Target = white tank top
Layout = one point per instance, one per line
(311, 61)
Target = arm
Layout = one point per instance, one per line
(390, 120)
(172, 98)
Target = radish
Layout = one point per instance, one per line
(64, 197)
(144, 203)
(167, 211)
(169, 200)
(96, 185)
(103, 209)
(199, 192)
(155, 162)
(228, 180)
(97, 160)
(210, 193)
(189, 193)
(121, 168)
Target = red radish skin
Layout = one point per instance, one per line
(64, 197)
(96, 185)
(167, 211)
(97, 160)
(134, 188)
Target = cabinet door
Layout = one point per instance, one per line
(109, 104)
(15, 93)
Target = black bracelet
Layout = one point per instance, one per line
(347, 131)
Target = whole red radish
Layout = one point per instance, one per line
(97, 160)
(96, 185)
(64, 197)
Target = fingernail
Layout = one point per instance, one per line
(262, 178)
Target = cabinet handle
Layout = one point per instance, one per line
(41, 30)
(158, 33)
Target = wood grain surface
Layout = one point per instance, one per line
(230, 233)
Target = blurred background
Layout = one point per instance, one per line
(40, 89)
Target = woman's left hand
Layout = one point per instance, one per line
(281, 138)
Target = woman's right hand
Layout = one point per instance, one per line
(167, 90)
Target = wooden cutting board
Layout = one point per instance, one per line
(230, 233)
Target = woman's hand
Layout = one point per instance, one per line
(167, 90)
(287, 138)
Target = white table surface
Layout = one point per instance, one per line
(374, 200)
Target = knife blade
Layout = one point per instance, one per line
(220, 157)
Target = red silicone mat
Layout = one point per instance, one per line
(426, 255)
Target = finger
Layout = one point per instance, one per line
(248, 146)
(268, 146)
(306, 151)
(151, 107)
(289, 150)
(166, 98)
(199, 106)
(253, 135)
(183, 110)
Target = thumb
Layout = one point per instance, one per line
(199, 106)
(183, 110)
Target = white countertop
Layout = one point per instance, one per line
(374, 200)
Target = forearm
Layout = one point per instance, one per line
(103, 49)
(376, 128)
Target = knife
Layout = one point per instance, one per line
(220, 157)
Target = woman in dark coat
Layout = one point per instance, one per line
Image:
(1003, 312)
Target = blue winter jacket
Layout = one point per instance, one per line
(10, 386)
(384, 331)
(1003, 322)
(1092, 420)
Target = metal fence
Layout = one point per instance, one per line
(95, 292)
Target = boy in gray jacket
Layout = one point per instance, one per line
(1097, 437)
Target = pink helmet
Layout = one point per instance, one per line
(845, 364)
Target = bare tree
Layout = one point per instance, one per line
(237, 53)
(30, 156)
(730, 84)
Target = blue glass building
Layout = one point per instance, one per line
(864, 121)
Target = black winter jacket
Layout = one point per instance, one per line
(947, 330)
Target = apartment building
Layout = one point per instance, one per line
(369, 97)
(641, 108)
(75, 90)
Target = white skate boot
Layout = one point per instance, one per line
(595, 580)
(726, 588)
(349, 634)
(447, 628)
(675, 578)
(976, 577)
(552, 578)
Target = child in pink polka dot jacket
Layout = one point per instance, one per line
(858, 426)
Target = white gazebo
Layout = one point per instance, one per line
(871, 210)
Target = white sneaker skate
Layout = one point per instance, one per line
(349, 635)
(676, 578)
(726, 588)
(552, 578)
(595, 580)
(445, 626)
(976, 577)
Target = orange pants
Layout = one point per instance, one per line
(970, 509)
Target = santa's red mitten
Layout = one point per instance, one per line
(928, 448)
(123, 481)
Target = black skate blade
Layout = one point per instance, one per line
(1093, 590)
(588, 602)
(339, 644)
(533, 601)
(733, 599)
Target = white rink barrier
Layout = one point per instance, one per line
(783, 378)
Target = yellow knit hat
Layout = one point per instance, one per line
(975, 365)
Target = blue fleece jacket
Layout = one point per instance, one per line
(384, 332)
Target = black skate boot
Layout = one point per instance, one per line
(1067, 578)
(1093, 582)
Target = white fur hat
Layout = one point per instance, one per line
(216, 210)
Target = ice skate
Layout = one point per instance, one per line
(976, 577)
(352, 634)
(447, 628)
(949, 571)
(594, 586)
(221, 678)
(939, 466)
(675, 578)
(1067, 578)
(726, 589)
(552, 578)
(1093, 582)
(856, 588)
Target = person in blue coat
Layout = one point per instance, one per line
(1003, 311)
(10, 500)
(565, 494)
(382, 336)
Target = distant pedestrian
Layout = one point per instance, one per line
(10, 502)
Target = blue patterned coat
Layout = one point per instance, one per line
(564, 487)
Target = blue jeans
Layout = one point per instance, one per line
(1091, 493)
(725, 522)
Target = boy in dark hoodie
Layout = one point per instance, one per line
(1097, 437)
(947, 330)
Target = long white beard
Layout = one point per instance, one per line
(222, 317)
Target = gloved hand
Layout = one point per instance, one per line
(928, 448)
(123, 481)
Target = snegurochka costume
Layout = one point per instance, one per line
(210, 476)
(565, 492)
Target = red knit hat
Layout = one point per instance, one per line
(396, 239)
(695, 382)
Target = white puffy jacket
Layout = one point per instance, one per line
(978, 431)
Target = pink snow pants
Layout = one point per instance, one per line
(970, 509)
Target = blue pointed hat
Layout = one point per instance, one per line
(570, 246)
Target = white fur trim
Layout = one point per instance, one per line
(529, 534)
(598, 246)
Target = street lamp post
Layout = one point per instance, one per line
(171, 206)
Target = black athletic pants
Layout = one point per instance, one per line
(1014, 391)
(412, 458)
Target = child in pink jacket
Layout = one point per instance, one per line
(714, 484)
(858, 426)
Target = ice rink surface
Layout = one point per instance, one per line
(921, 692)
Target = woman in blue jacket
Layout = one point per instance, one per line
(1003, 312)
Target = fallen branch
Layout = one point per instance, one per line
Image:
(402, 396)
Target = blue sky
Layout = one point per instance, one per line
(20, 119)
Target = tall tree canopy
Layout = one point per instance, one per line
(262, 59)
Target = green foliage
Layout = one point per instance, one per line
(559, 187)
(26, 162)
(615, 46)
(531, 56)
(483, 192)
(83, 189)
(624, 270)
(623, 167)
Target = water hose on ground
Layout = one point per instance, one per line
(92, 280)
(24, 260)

◇ ◇ ◇ ◇

Scan the data above for the word "blade". Copy every line in which it is found.

### ANSWER SPACE:
Target = knife blade
Target = black skate blade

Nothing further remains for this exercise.